**記事**
両軍とも連勝の疲労をものともせず、善戦敢闘したが、古川高は極めて好調のスタートをし、後半宮工高も追撃したが、古川高は8回裏ダメ押しの4点をあげて押しきり、ここに古川高は30余年の野球部史上初めての県下大会で優勝の偉業をなし遂げた。栄えの優勝旗は、県高校野球連盟会長から古川高鈴木進主将の手にさん然と輝いた。」



昨今と異なり当時は県予選のあと、東北大会と云う二次予選が行われ、晴れの甲子園出場校がきめられたが、その年は福島大会で福島県4、山形県2、宮城県2計8校で競われた。古川高は緒戦で福島県大会優勝校の安積高と対戦し、武運つたなく2対3で惜敗した。結局、福島商高が晴れの代表となり甲子園では怪童中西太選手(現巨人軍打撃コーチ)を擁する高松一高と対戦して惜しくも破れている。

**設問**
(1) 次の(a)〜(c)は、古川高野球部についての記事の内容と合っていますか。それぞれ「はい」か「いいえ」で答え、決め手となる記事の言葉を一字一句そのまま引用してください。
(a) 古川高は8回裏に4点をあげた。
(b) 東北大会には宮城県から3校が出場した。
(c) 古川高は東北大会の緒戦で安積高に2対3で敗れた。
(2) 古川高野球部についての記事を、最後の文の後から書き継いでもらえますか。

**データ一覧**
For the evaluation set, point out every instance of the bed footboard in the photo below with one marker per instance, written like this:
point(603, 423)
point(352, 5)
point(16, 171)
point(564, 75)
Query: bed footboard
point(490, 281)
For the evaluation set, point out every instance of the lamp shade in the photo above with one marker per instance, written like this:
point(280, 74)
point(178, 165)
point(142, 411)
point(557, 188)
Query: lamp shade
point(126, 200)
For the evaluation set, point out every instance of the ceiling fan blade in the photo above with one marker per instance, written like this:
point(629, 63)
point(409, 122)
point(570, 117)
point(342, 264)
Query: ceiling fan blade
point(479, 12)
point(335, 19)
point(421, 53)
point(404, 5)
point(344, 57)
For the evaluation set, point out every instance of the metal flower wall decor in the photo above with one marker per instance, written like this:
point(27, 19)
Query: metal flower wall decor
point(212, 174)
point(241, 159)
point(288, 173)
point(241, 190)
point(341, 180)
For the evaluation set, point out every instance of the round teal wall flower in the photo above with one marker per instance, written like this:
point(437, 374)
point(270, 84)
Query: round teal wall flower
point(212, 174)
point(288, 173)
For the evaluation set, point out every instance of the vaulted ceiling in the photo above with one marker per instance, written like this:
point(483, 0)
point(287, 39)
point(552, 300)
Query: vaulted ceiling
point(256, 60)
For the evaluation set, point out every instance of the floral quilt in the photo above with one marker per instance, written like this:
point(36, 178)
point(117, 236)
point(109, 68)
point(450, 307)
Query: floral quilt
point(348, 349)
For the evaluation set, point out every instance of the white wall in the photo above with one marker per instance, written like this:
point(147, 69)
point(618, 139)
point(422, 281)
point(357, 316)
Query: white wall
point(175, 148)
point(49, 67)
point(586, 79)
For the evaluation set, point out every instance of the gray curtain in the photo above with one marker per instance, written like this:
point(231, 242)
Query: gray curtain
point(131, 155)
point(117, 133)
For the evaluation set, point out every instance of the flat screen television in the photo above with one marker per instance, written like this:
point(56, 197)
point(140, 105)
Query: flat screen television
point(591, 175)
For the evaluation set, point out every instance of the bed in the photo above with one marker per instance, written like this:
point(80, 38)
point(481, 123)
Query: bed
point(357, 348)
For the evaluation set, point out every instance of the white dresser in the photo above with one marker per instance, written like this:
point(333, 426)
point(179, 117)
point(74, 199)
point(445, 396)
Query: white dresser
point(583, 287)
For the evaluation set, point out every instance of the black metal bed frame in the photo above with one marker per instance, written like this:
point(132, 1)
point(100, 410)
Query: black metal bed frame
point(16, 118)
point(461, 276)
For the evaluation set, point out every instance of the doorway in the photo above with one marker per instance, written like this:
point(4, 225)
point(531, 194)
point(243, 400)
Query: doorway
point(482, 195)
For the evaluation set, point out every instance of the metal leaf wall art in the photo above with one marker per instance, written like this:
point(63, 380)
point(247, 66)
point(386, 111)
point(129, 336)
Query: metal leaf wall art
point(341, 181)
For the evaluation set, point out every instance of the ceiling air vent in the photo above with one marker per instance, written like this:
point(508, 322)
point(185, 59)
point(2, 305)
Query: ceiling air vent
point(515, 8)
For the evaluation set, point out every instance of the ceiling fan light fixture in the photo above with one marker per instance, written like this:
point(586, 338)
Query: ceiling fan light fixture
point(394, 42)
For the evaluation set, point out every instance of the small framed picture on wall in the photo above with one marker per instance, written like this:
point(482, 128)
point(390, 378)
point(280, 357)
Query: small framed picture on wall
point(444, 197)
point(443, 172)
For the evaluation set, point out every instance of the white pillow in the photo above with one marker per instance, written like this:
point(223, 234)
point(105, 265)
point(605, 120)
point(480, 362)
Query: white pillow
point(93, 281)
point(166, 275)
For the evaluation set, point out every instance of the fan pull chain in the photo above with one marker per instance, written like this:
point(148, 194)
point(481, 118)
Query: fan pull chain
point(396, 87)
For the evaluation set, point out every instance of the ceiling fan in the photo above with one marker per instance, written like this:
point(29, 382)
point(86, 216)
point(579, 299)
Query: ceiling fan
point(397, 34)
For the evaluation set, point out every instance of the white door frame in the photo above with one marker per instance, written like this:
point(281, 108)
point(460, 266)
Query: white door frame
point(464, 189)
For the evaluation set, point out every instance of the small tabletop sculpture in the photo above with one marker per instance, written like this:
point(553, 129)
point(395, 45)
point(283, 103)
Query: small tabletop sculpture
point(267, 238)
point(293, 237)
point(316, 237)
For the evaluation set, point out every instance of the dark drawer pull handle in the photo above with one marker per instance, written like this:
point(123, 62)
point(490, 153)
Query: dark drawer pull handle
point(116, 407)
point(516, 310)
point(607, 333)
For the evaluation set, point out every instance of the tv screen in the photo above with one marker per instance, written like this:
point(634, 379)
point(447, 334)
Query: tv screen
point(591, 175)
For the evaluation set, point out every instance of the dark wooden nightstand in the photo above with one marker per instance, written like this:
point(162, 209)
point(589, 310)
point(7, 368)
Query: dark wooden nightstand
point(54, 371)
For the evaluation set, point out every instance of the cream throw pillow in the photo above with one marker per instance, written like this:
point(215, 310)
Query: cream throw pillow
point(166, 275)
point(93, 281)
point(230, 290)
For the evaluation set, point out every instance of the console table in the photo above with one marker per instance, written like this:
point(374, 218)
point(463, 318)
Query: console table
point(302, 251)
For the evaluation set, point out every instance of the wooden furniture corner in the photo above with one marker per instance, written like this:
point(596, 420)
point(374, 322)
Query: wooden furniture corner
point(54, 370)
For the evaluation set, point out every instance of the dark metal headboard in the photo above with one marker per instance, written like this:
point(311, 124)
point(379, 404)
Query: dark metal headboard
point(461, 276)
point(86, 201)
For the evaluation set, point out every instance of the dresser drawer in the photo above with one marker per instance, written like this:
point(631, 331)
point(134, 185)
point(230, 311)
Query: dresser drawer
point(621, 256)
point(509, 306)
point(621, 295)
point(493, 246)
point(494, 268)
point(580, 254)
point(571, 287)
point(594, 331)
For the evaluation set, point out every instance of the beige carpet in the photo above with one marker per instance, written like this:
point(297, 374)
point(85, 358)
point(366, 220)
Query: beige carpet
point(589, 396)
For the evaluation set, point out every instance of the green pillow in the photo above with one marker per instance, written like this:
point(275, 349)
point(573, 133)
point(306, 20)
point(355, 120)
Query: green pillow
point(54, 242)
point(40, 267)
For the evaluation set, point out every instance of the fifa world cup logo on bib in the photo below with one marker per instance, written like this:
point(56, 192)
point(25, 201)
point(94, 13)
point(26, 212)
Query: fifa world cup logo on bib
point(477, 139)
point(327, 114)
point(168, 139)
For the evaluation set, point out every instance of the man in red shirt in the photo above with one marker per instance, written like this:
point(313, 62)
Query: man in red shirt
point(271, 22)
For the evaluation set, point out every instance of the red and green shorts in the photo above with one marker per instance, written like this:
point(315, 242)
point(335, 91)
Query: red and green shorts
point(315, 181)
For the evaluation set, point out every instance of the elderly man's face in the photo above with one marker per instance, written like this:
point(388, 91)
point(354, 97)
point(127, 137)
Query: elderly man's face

**解答一覧**
(1)
(a) はい。「古川高は8回裏ダメ押しの4点をあげて押しきり」
(b) いいえ。「宮城県2計8校で競われた」
(c) はい。「安積高と対戦し、武運つたなく2対3で惜敗した」

(2)
これら真夏の熱戦をふり返ると、忘れ得ぬ想い出はやはり県大会の準決勝戦で優勝候補随一とうたわれた強豪気仙沼高を2対1で撃破したことである。それは決勝進出とともに東北大会出場を決めた文字通り貴重な勝利であった。
「野球は投手力」と云われるように、我が主戦投手佐藤昇選手の下手投げは、まさに快刀乱麻の大健闘を見せてくれた。
今野監督、野球部長大山恒二先生、上級生の及川忠夫氏、永沼昭氏という良き指導者、良き先輩から野球を通じて学んだ情熱と努力と工夫の大切さ、それにチームワークの大切さを、社会人となってからも死守し続けてきたつもりである。
最後に、あの勝利の感激をともに分かちあったチームメイトのうち、駿足の二郷豊、強肩の佐藤義友両選手は既にこの世を去っており、若き時代の想い出を語りえないのはまことに淋しいかぎりである。


(本ブログ激闘の記録投稿より転載)2011/10/22



昭和26年 古川高校初優勝を伝える河北新報

久しぶりに更新します。

古川工業の初優勝に沸いた今季の甲子園予選でした。甲子園では残念でしたが、大崎地方から初の甲子園、県下工業高校を見ても初の甲子園となりました(それにしても、強豪の仙台工業もいまだ甲子園に出場していないというのはちょっと驚きです)。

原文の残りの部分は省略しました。